___ Data records ___

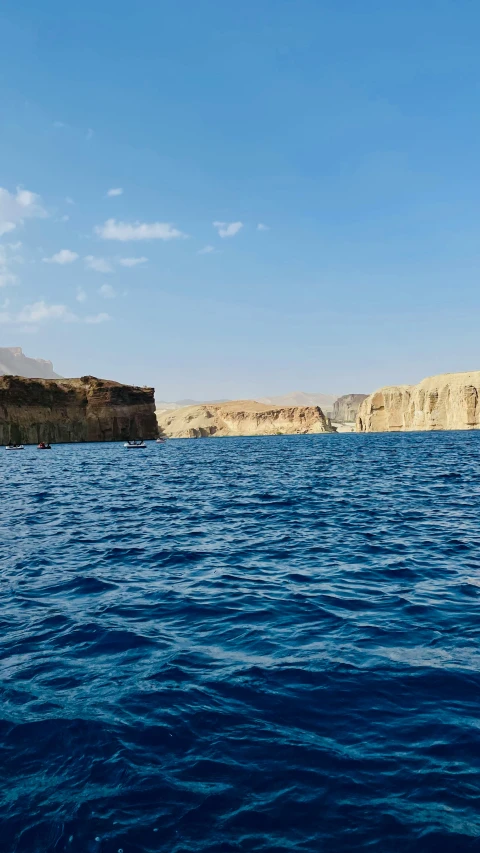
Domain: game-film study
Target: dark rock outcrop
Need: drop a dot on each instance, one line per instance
(72, 410)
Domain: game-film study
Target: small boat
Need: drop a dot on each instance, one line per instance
(135, 445)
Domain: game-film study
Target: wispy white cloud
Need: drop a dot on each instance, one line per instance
(228, 229)
(15, 208)
(38, 312)
(41, 312)
(6, 277)
(64, 256)
(97, 318)
(133, 262)
(7, 259)
(107, 291)
(98, 264)
(124, 231)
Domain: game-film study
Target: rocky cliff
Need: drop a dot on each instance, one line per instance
(67, 410)
(14, 362)
(242, 417)
(345, 409)
(447, 401)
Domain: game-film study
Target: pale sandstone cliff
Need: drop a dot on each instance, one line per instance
(69, 410)
(345, 409)
(242, 417)
(447, 401)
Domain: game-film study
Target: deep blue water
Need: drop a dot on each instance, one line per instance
(265, 644)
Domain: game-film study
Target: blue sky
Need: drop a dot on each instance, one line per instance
(347, 130)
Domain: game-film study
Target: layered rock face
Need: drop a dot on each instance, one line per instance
(447, 401)
(14, 362)
(70, 410)
(242, 417)
(345, 409)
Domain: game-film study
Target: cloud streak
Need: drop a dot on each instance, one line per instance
(107, 291)
(41, 312)
(64, 256)
(98, 264)
(16, 208)
(126, 231)
(132, 262)
(227, 229)
(93, 319)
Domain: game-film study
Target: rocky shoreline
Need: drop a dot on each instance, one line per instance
(73, 410)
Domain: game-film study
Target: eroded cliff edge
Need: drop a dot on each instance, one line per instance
(447, 401)
(72, 410)
(242, 417)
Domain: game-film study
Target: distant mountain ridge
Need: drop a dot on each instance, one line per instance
(295, 398)
(301, 398)
(14, 362)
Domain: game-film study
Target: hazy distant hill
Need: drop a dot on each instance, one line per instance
(296, 398)
(302, 398)
(14, 362)
(164, 406)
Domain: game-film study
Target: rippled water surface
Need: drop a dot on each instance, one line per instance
(265, 644)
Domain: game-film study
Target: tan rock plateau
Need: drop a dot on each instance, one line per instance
(68, 410)
(345, 408)
(242, 417)
(447, 401)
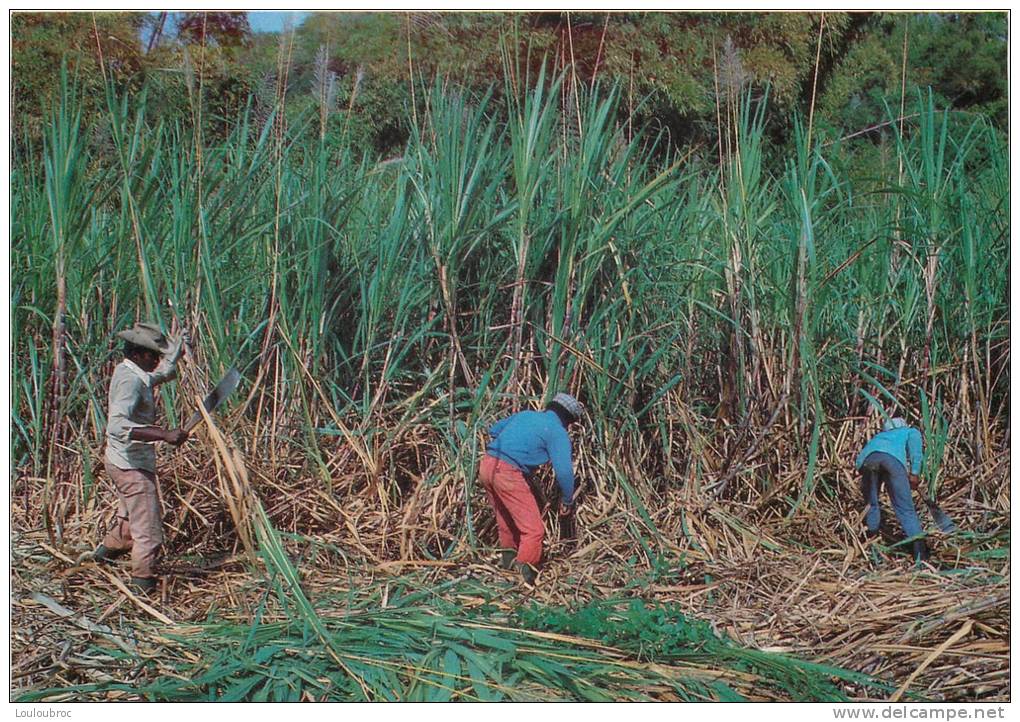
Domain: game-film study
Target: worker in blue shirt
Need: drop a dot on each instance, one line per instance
(894, 458)
(519, 444)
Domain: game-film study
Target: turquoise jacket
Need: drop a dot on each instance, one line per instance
(902, 444)
(529, 439)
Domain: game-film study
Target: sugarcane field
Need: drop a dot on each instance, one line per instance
(517, 356)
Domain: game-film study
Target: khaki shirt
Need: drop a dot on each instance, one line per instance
(132, 404)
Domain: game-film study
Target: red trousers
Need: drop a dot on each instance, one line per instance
(517, 516)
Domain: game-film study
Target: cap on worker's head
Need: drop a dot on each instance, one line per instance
(895, 422)
(568, 404)
(147, 336)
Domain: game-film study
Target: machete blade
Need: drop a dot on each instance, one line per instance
(225, 387)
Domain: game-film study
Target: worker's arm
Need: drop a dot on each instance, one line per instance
(559, 454)
(176, 436)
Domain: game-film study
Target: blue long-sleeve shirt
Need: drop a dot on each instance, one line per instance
(903, 444)
(529, 439)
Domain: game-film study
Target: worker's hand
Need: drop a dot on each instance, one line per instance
(176, 436)
(177, 346)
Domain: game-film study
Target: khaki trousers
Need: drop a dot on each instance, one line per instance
(139, 525)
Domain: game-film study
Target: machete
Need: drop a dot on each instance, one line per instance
(215, 398)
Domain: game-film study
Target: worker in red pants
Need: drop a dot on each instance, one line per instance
(519, 445)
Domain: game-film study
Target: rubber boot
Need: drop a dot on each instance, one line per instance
(145, 584)
(507, 558)
(920, 551)
(528, 574)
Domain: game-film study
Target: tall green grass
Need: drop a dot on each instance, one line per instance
(512, 251)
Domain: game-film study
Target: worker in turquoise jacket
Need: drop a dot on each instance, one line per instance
(894, 458)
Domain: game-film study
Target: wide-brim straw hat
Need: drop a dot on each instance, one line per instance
(147, 336)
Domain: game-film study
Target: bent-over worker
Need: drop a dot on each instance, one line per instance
(518, 446)
(894, 458)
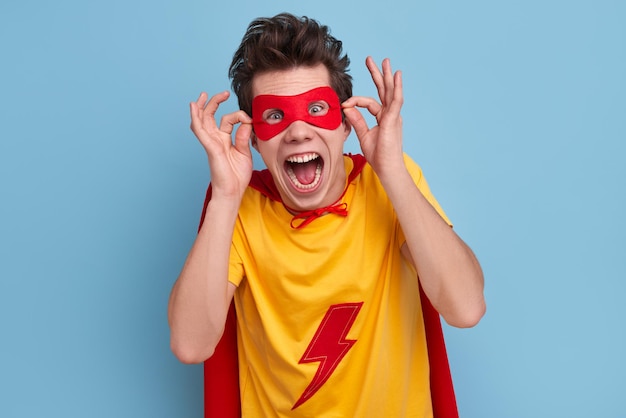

___

> [Brief]:
Repeat the listing above verbatim, but exclude the pictures it contains.

> [Response area]:
Domain: game-film study
Target: dark rock outcrop
Need: drop a dot on each instance, one line per instance
(72, 410)
Domain: game-film study
Target: small boat
Need: drop a dot on each instance, one line per instance
(135, 445)
Domain: game-film study
Target: wispy white cloud
Need: drop a dot on each instance, one line per instance
(228, 229)
(15, 208)
(38, 312)
(41, 312)
(6, 277)
(64, 256)
(97, 318)
(133, 262)
(7, 259)
(107, 291)
(98, 264)
(124, 231)
Domain: game-film study
Target: rocky cliff
Need: drop a dot on each instance, one line per instance
(67, 410)
(14, 362)
(242, 417)
(345, 409)
(447, 401)
Domain: game-film study
Target: pale sandstone cliff
Need: drop a dot on each instance, one line per instance
(69, 410)
(345, 409)
(242, 417)
(447, 401)
Domain: game-film study
Target: deep blue water
Need: drop a dot on each instance, one line per instance
(265, 644)
Domain: game-film study
Target: blue sky
Need: drop a dot on each instance, one line per instance
(347, 130)
Domain: game-film study
Target: layered rock face
Need: drop a dot on each instance, one line per instance
(447, 401)
(14, 362)
(70, 410)
(242, 417)
(345, 409)
Domain: game-film study
Target: cloud streak
Need: drop a dot on each instance, one line per instance
(107, 291)
(41, 312)
(64, 256)
(98, 264)
(16, 208)
(126, 231)
(132, 262)
(227, 229)
(93, 319)
Domain: game-film study
Target: rocky shoreline
Need: drop a dot on each instance, one line per instance
(73, 410)
Domain: game-film study
Target: eroded cliff edge
Need: drop a dot on each instance, one line per instance
(447, 401)
(72, 410)
(242, 417)
Domain: game-film study
Target: distant mountain ridge
Need: drop a dot on each instance, one line per instance
(295, 398)
(301, 398)
(14, 362)
Domain: game-film study
Target: hazy distant hill
Need: drop a dot on each instance, one line per instance
(296, 398)
(302, 398)
(14, 362)
(164, 406)
Domain: game-film study
Target: rippled water surface
Need: drop a dot on each instance, one line per instance
(265, 644)
Domain: game-film study
Target: tan rock plateau
Need: drop a dot on each instance, one line per instance
(68, 410)
(345, 408)
(242, 417)
(447, 401)
Domain: game-film study
Target: worker in blue shirt
Need: drop a dot on each instance, one line per instance
(894, 458)
(519, 444)
Domain: game-film study
Target: turquoise jacket
Need: drop a dot on each instance, one line per instance
(902, 444)
(529, 439)
Domain: game-film study
Target: sugarcane field
Need: drop a dot on each instance, one line per instance
(517, 356)
Domain: game-film study
Target: khaki shirt
Need: drop a dot on each instance, one line per instance
(132, 404)
Domain: game-film study
Target: red trousers
Need: drop a dot on each instance, one line per instance
(517, 516)
Domain: game-film study
Target: cap on worker's head
Need: drop a dot on each instance, one line per instance
(895, 422)
(568, 404)
(147, 336)
Domain: game-film study
Target: machete blade
Need: drop a dot on each instance, one line per instance
(225, 387)
Domain: game-film study
Target: worker's arm
Need: drop a dot on each instance, one line per instance
(559, 454)
(176, 436)
Domain: game-film study
Target: blue long-sleeve shirt
Need: drop a dot on each instance, one line per instance
(903, 444)
(529, 439)
Domain: game-film study
Target: worker's hand
Need: drop a dot on each instance, one line per instance
(176, 436)
(177, 346)
Domain: game-film study
Target: khaki trousers
Need: drop a dot on each instance, one line per instance
(139, 525)
Domain: game-film study
Target: machete
Need: drop a dot on each instance, one line per instance
(215, 398)
Domain: game-film study
Target: worker in red pants
Need: drop a dot on each instance, one line per instance
(519, 445)
Domain: game-film study
Target: rubber boot
Need: drop a dot on each instance, one line per instance
(145, 584)
(507, 558)
(920, 551)
(528, 574)
Domain: game-film study
Target: tall green grass
Need: drop a dot on each instance, one line per instance
(512, 251)
Domain: game-film study
Target: worker in turquoise jacket
Need: drop a dot on each instance, one line per instance
(894, 458)
Domain: game-film study
Target: wide-brim straw hat
Need: drop a dot on each instance, one line per instance
(147, 336)
Domain: game-film study
Target: bent-over worker
Need: drop a dot on each instance, one line per instance
(518, 446)
(894, 458)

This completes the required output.